The data must be copied over exactly and in full.

[Data provided Boundary: Start]

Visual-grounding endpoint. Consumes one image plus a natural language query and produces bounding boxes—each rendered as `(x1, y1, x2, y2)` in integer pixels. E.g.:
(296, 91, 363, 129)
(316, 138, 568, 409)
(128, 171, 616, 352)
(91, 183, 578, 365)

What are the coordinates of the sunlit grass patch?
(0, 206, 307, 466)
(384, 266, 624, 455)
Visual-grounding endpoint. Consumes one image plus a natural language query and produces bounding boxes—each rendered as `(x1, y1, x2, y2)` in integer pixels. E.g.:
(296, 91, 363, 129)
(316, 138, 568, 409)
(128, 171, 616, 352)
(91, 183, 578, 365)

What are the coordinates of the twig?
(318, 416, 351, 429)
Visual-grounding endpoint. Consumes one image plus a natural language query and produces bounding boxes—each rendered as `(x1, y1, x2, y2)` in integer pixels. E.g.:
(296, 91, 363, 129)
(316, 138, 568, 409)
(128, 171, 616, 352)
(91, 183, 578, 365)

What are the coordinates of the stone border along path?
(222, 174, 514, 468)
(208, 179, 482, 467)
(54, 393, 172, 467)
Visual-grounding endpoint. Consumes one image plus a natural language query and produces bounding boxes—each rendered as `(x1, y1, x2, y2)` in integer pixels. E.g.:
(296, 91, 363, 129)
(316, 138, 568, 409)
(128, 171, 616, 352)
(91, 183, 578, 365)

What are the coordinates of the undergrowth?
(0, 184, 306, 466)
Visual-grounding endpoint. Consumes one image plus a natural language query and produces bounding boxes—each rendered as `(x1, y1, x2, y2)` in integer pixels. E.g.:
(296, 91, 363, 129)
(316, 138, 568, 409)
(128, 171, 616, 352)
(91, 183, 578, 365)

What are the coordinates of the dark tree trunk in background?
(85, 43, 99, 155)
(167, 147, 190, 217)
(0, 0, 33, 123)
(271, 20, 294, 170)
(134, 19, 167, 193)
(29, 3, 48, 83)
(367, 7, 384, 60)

[Data provided Boundary: End]

## Written reply
Visual-grounding endpoint. Consumes one image plus a natural language query and produces bounding boxes—each rendered as `(x1, y1, x2, y2)` in integer pixels. E.g.:
(296, 91, 363, 129)
(316, 138, 568, 409)
(128, 171, 616, 352)
(91, 183, 578, 365)

What are the coordinates of the sunlit grass patch?
(0, 206, 307, 466)
(384, 266, 624, 455)
Visual-grounding endpoint. Consumes one image plus a natural language query and produces bounding boxes—each rendered as `(x1, y1, x2, y2)` in integer pixels. E.g.:
(296, 91, 363, 129)
(316, 138, 568, 409)
(128, 171, 616, 352)
(91, 183, 578, 365)

What are the coordinates of the twig?
(318, 416, 351, 429)
Visual-grounding endpoint. Consumes one image plus a natural language query and produces bounding boxes—each rendered as `(x1, y1, x2, y2)` in integer pixels. E.g.:
(296, 91, 363, 129)
(316, 138, 568, 409)
(128, 171, 616, 352)
(91, 183, 578, 365)

What are the coordinates of the stone border along path?
(222, 174, 514, 468)
(208, 179, 482, 467)
(54, 393, 172, 467)
Visual-grounding endpoint. Consumes one image plus a natural language query and produces bounding boxes—each rendered as `(x1, y1, x2, y2)` in integer pixels. E.g.:
(296, 91, 363, 129)
(316, 138, 568, 409)
(128, 171, 616, 352)
(91, 183, 578, 365)

What are the coordinates of the undergrowth?
(0, 184, 306, 466)
Visual-grounding endpoint. Consumes one image plus a natural language query and produces bounding boxes—each rendered as `(x1, y1, x2, y2)` in integer pixels. E.g.:
(296, 91, 363, 129)
(316, 138, 568, 409)
(128, 171, 616, 352)
(91, 183, 578, 365)

What are the coordinates of the dark tree trunk in background?
(85, 43, 99, 155)
(167, 147, 190, 217)
(0, 0, 33, 123)
(271, 20, 294, 170)
(134, 19, 167, 193)
(29, 3, 48, 83)
(367, 7, 384, 60)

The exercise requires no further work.